Excerpt provided:
Wilmer Azuaje was a young firebrand when he joined Hugo Chávez’s revolution a decade ago to topple Venezuela’s corrupt ruling class. He was elected to the National Assembly and worked with Chávez’s family to turn their home state of Barinas, a rural backwater of cattle ranches, into a laboratory of change.
Azuaje was inspired by Chávez’s promise to sweep away the graft and patronage that had stunted an oil-driven economy. “I believed in reform,” he said.
No longer. The baby-faced protégé, once a rising star in the ruling party, has now become the Chávez family’s most outspoken foe. “They turned out to be the most corrupt ever. They betrayed us.”
Azuaje has blown the whistle on what he claims is a kleptocratic dynasty in Barinas where farms, businesses, banks and government contracts have been pocketed by the president’s parents and five brothers.
The allegations come amid wider complaints that the revolutionary socialist movement known as “chavismo” has been hijacked by money-driven opportunists in, or close to, government.
Nationalisations, the creation of new state enterprises and a maze of price and currency controls have spawned well-connected millionaires nicknamed “Boligarchs”, after the independence hero revered by Chávez, Simon Bolivar.
Murky state finances have put Venezuela 162nd, with Angola and Congo, out of 180 countries in Transparency International’s corruption perceptions index.

Work instructions:
• 1. Rewrite the passage of the article on Wilmer Azuaje starting at "Wilmer Azuaje was" and ending at "laboratory of change.", replacing "firebrand" with "idealist".
• 2. In the article on Wilmer Azuaje, what rank does Venezuela hold in Transparency International's corruption perceptions index?
• 3. Continue the article about Wilmer Azuaje and the Chávez family from its last sentence.

Information:
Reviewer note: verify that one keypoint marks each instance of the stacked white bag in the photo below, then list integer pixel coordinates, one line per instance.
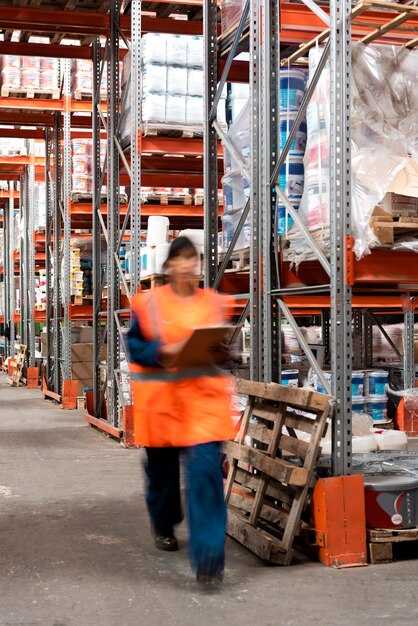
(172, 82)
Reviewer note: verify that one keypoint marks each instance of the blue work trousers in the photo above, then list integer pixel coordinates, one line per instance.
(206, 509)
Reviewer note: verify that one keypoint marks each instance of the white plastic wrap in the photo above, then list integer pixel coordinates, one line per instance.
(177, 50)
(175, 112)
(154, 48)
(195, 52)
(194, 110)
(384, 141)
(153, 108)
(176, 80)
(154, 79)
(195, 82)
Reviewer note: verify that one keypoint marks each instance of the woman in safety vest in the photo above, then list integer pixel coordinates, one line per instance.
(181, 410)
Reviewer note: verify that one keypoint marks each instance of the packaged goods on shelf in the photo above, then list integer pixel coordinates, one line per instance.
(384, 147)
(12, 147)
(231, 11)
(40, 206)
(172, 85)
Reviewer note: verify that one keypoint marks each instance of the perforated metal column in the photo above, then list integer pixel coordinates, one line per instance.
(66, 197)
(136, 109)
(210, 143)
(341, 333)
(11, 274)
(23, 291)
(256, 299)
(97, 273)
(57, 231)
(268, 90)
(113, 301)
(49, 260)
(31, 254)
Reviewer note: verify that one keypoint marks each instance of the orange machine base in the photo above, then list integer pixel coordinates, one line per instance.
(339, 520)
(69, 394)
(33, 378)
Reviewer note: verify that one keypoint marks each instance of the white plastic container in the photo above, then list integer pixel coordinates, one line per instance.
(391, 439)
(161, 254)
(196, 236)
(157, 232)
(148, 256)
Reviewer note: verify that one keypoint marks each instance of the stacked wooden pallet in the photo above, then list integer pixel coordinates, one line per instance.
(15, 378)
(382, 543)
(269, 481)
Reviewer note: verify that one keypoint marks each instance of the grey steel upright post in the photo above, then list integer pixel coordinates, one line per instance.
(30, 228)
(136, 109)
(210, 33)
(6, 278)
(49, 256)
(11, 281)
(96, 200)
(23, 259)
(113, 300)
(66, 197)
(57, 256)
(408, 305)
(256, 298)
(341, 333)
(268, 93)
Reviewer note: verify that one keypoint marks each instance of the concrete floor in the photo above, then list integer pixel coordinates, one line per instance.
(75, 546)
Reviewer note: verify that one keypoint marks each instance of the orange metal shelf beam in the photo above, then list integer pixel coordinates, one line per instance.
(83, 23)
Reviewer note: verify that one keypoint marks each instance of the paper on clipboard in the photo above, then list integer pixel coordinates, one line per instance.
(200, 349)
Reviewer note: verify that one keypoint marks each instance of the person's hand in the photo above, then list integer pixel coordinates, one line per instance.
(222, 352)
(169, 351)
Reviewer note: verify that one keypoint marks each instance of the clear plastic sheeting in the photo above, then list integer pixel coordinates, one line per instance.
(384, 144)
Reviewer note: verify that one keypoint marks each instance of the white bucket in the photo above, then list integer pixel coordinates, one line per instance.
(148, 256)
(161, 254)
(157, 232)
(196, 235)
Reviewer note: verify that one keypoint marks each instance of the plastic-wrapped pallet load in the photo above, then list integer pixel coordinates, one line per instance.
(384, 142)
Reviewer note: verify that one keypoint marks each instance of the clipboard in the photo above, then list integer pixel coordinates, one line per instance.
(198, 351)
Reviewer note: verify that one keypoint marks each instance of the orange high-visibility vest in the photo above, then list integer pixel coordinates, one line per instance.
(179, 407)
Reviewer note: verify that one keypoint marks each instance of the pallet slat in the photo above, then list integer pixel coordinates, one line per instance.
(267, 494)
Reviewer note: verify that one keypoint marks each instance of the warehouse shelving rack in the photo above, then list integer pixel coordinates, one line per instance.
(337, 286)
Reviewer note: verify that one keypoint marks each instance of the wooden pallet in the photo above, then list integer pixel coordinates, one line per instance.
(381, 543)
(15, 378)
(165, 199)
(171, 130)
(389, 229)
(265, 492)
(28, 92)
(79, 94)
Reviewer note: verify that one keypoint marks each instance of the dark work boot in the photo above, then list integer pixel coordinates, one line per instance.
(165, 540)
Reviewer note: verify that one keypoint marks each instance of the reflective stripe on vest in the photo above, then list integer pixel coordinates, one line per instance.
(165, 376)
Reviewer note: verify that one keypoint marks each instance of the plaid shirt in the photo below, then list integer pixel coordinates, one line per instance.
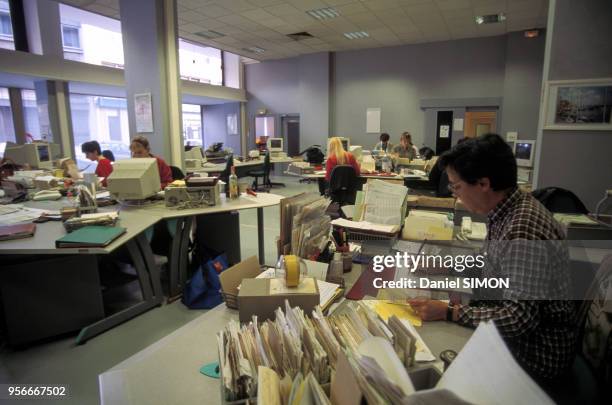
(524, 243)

---

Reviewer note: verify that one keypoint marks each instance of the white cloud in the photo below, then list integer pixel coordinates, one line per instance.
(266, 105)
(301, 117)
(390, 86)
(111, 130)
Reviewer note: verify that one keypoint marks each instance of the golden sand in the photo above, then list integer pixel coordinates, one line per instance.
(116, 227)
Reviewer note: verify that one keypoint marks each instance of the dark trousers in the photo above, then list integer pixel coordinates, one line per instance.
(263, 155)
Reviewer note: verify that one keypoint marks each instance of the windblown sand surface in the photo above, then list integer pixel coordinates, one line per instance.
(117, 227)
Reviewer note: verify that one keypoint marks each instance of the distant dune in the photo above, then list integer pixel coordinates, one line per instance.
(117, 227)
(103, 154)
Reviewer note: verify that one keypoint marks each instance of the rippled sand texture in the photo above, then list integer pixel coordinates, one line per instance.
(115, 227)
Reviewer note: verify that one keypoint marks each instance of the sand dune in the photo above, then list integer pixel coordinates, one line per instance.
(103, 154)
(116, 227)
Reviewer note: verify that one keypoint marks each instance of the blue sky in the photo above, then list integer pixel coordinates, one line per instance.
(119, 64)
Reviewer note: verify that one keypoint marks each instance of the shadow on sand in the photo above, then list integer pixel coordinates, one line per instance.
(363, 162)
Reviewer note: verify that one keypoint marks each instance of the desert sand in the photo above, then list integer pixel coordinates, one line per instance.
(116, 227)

---

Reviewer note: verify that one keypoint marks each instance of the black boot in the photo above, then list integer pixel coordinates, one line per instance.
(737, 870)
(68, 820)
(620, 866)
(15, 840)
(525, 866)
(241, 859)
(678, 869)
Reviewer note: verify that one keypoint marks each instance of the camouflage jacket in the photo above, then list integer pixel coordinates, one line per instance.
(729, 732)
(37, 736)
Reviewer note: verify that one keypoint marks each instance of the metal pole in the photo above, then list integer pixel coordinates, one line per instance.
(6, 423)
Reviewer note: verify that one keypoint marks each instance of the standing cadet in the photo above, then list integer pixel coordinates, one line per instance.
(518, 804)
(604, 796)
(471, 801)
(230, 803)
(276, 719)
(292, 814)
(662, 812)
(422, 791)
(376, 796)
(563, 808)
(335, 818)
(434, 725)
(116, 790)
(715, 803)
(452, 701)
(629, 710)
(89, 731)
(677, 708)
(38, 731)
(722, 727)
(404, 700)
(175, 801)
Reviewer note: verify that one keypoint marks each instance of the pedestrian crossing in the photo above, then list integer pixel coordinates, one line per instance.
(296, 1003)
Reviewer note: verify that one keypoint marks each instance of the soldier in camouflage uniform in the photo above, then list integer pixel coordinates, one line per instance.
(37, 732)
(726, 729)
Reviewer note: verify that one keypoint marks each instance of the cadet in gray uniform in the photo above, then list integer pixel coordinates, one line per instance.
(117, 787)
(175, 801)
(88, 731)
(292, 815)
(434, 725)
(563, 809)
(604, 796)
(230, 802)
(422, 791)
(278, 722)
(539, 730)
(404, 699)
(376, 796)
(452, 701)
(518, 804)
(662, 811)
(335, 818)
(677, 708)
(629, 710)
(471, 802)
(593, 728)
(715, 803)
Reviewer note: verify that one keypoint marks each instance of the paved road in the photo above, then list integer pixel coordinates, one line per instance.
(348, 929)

Answers per task:
• 1.
Wilmer Azuaje was a young idealist when he joined Hugo Chávez’s revolution a decade ago to topple Venezuela’s corrupt ruling class. He was elected to the National Assembly and worked with Chávez’s family to turn their home state of Barinas, a rural backwater of cattle ranches, into a laboratory of change.

• 2. 162nd out of 180 countries, alongside Angola and Congo.

• 3.
Chávez appears to have recognised the wheel has turned: that the anti-corruption cry that helped bring him to power in 1998 will be used against his candidates in September’s legislative elections. “This party has to tighten the moral belt,” he said in December last year.
He remains popular with many of the poor for spending oil revenues on social programmes, but with the economy shrinking and widespread electricity and water shortages, the perception of sleaze could tip the balance against his PSUV party. Some 64% of Venezuelans think corruption has worsened and believe things are generally going badly, according to a recent poll.
For Chávez it is especially galling that Barinas, the family fiefdom and revolution showcase, is now cited for corruption, nepotism and misrule.
Critics have a list of grievances that make the state’s administration sound like a soap opera.
Chávez’s father ruled as governor for a decade before handing over to the president’s brother, Adan, in an election marred by fraud allegations.
Other brothers are also thriving: Anibal is mayor of nearby Sabaneta; Adelis is a top banker at Banco Sofitasa, which enjoys government contracts; Argenis wields enormous clout as a political fixer; Narciso is reportedly planning his own election run.
Members of what is dubbed the “royal family” travel in convoys of 4x4s. The president’s once-matronly mother, Elena, has had a make-over with plastic surgery, designer clothes, bling jewellery and a poodle named Coqui.
The family allegedly bought thousands of hectares of farmland through proxies, including a former labourer, Nestor Izarra, named as the owner of one estate, La Malaguena. The family has denied any wrongdoing.
The cost of a football stadium built under Adelis Chávez’s supervision ballooned to R700-million and remains unfinished three years after hosting its first game. A Venezuelan-Cuban sugarcane project has been mired in a R10-million embezzlement scam. The state government uses emergency decrees for public works that bypass open tender requirement and allegedly reward cronies.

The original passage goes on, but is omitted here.